Please report how many lines in the data underneath hold the word "tree", with no other text.

Start of Block

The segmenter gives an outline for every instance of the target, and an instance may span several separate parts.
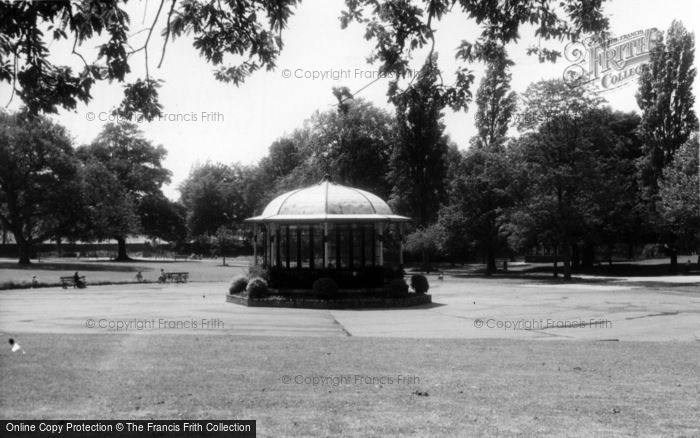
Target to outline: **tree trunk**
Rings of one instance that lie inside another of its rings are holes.
[[[671,274],[677,274],[678,273],[678,253],[676,252],[675,248],[670,248],[669,251],[671,252],[671,268],[669,269],[669,272]]]
[[[558,248],[554,248],[554,267],[552,269],[552,276],[554,278],[557,278],[559,276],[559,266],[557,264],[559,260],[559,250]]]
[[[581,266],[584,268],[592,268],[593,264],[595,264],[595,245],[592,243],[586,243],[583,245]]]
[[[490,253],[486,257],[486,274],[491,275],[493,272],[496,272],[496,256]]]
[[[428,251],[423,250],[423,270],[425,272],[430,272],[430,258],[428,257]]]
[[[564,279],[571,280],[571,244],[564,244]]]
[[[576,271],[581,266],[581,248],[574,244],[571,249],[571,269]]]
[[[129,256],[126,254],[126,238],[125,237],[117,237],[117,258],[115,259],[116,261],[123,262],[127,260],[131,260]]]
[[[29,258],[32,253],[32,245],[23,238],[17,239],[15,237],[15,239],[17,240],[17,249],[19,250],[19,264],[30,264],[31,261],[29,260]]]
[[[612,249],[613,249],[612,243],[608,243],[608,265],[609,266],[612,266],[612,264],[613,264],[612,263]]]
[[[633,258],[634,258],[634,244],[630,242],[627,244],[627,260],[632,260]]]

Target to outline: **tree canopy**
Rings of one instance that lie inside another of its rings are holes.
[[[81,2],[0,2],[0,81],[31,112],[74,109],[92,100],[98,81],[129,81],[117,109],[123,116],[140,113],[152,120],[161,114],[158,88],[151,74],[166,56],[168,42],[188,37],[194,49],[215,67],[214,76],[223,82],[241,84],[259,69],[274,69],[283,49],[283,30],[294,13],[297,0],[172,0],[157,2],[153,22],[145,32],[132,34],[126,0]],[[523,25],[534,28],[543,39],[577,39],[583,33],[604,31],[608,21],[601,12],[602,0],[527,0],[518,2],[473,2],[468,0],[346,0],[340,25],[357,22],[365,27],[365,38],[375,44],[369,59],[379,71],[391,74],[389,95],[398,92],[398,81],[409,71],[413,53],[426,45],[433,56],[434,24],[454,13],[456,6],[481,29],[476,41],[463,40],[455,49],[464,63],[493,59],[494,45],[515,41]],[[144,3],[146,7],[146,3]],[[162,36],[155,47],[153,33]],[[67,55],[79,60],[80,68],[57,65],[49,53],[52,42],[65,41]],[[97,47],[95,59],[84,55],[85,46]],[[155,53],[154,53],[155,52]],[[555,60],[556,50],[531,47],[540,60]],[[155,55],[155,56],[154,56]],[[145,65],[145,76],[130,78],[135,59]],[[452,84],[441,93],[455,109],[471,100],[474,76],[466,66],[455,73]]]
[[[0,111],[0,221],[17,242],[20,263],[31,246],[54,237],[79,199],[77,167],[66,130],[45,117]]]

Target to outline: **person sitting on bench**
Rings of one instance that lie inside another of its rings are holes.
[[[80,279],[78,271],[75,271],[75,274],[73,274],[73,285],[78,289],[82,289],[85,287],[85,283],[83,283],[83,281]]]

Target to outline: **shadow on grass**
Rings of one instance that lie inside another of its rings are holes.
[[[561,266],[560,266],[561,273]],[[551,266],[534,266],[525,268],[522,273],[552,273]],[[660,277],[665,275],[697,275],[700,274],[697,264],[693,264],[689,269],[685,264],[678,264],[678,272],[671,273],[670,263],[638,264],[638,263],[615,263],[612,265],[601,264],[589,268],[578,268],[572,271],[573,275],[596,275],[601,277]]]
[[[124,265],[111,261],[94,261],[94,262],[75,262],[75,263],[58,263],[58,262],[35,262],[31,265],[20,265],[19,263],[0,262],[0,269],[22,269],[25,271],[46,270],[46,271],[112,271],[112,272],[138,272],[143,269],[139,266]],[[141,263],[141,261],[136,261]]]
[[[142,281],[142,282],[135,282],[135,281],[95,281],[93,283],[88,283],[87,289],[90,288],[90,286],[109,286],[109,285],[120,285],[120,284],[148,284],[148,283],[154,283],[150,281]],[[48,288],[48,287],[62,287],[61,283],[46,283],[46,282],[39,282],[37,284],[32,284],[31,282],[28,281],[22,281],[22,282],[15,282],[15,281],[6,281],[4,283],[0,283],[0,290],[14,290],[14,289],[42,289],[42,288]],[[65,290],[76,290],[74,287],[63,287]],[[81,289],[83,290],[83,289]]]

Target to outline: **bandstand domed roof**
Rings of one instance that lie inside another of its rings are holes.
[[[335,184],[324,178],[319,184],[292,190],[273,199],[260,216],[248,222],[406,222],[380,197],[364,190]]]

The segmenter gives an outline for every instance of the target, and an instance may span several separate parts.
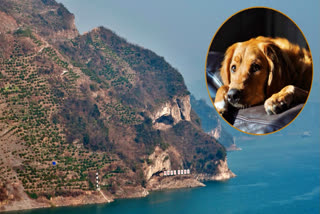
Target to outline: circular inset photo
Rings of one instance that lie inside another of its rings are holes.
[[[309,45],[299,27],[271,8],[242,10],[214,35],[206,81],[217,112],[248,134],[274,133],[293,121],[313,76]]]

End of Block

Answer to this task
2